- _WHAT YOU WILL DO_: Copy the listing below, switching "provide one point" to "give a single point" wherever it occurs and keeping all other text the same.

BEGIN RECORD LIST

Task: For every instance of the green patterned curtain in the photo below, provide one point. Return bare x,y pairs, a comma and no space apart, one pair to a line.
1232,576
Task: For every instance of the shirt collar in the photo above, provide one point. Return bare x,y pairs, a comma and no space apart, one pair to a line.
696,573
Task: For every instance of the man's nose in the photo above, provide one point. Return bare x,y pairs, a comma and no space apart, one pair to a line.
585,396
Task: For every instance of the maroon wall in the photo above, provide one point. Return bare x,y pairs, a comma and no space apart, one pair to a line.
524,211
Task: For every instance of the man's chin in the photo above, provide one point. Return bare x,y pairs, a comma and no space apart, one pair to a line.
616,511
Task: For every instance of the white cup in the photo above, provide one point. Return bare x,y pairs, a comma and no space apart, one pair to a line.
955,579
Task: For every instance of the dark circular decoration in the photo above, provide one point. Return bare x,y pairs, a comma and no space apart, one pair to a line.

END RECORD LIST

- _THE OUTPUT_:
Task: For every instance of the green patterned curtain in the photo below, give a single point. Return bare x,y pairs, a comma and no space apart, one pair to a line.
1232,576
Task: For every instance of the shirt collar in the photo above, give a single point. Return bare x,y pairs, a comma and no space apart, one pair to a line.
696,573
Task: For every instance of the man's nose in the photo above, give a single point. Return bare x,y pairs, a comma and no space apart, one pair to a line.
585,396
Task: For every instance of the maroon wall in the photo above, give a single point. Return bare x,y pairs, a comma and no space apart, one pair to a line.
524,211
Task: For every instance of the man's chin in the photo above, give a single point. Return bare x,y pairs, a comma and no space apart, one pair to a line.
616,511
Task: For every instance of the white cup in the photo above, give a single point. Return bare x,y pairs, a comma and no space apart, one pair to a line.
955,579
Task: For every instance of the dark circular decoration in the photo above, give a single point. Return bare x,y pairs, a comma and no space apart, one pair to a line.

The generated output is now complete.